**Short exercise 1**
In the image-upload thread below, print the passage that begins at the words "Assuming the product" and stops after "to this list.".
**Short exercise 2**
Answer these questions about the image-upload thread below, one per line:
(a) Which database does the original post assume?
(b) Which common directory holds the pictures in the proposed solution?
(c) Who wrote the reply to Richard's post?

### Text segment

Storing and Serving Upload Images

2002-06-29 Thread Richard Clarke

List,
I find the following situation one which arises many times for me when
creating modperl applications for people. However, I always find myself
thinking there is a better way to do it. I wondered if the list would like
to share their thoughts on the best way. It concerns storing and serving
images/media uploaded by users of the webpage.

An example could be a website letting you set up your own shops to sell
products. The shop maker may allow you to upload preview images of products.
Assuming the product data is stored in a database, I personally wouldnt
store the binary image in the databas (assuming mysql here). A solution
springing to mind is to store a hash/id in the database and have a common
directory (/htdocs/_previews/) which holds the pictures named after that
hash/id. That way, either the modperl application can auto create the link
using src=/htdocs/_previews/imageid.jpg or a lightweight handler can be
used. For example /getimage?id=asdf09sd8fsa could then rewrite the uri to
the real location or perform a content subrequest and let apache serve the
image that way. Of course there are many solutions, but I'm wondering. Is
there a best one?

Any thoughts appreciated. I realise that the same situation might occur
using vanilla cgi, but mod_perl provides unique ways of solving the problem,
hence I post to this list.

Richard.





Re: Storing and Serving Upload Images

2002-06-29 Thread Stas Bekman

Richard Clarke wrote:
 List,
 I find the following situation one which arises many times for me when
 creating modperl applications for people. However, I always find myself
 thinking there is a better way to do it. I wondered if the list would like
 to share their thoughts on the best way. It concerns storing and serving
 images/media uploaded by users of the webpage.

######
### Given information

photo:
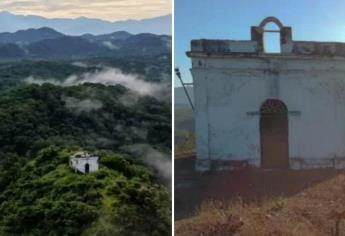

######

**Written solution 1**
Assuming the product data is stored in a database, I personally wouldnt
store the binary image in the databas (assuming mysql here). A solution
springing to mind is to store a hash/id in the database and have a common
directory (/htdocs/_previews/) which holds the pictures named after that
hash/id. That way, either the modperl application can auto create the link
using src=/htdocs/_previews/imageid.jpg or a lightweight handler can be
used. For example /getimage?id=asdf09sd8fsa could then rewrite the uri to
the real location or perform a content subrequest and let apache serve the
image that way. Of course there are many solutions, but I'm wondering. Is
there a best one?

Any thoughts appreciated. I realise that the same situation might occur
using vanilla cgi, but mod_perl provides unique ways of solving the problem,
hence I post to this list.

**Written solution 2**
(a) MySQL
(b) /htdocs/_previews/
(c) Stas Bekman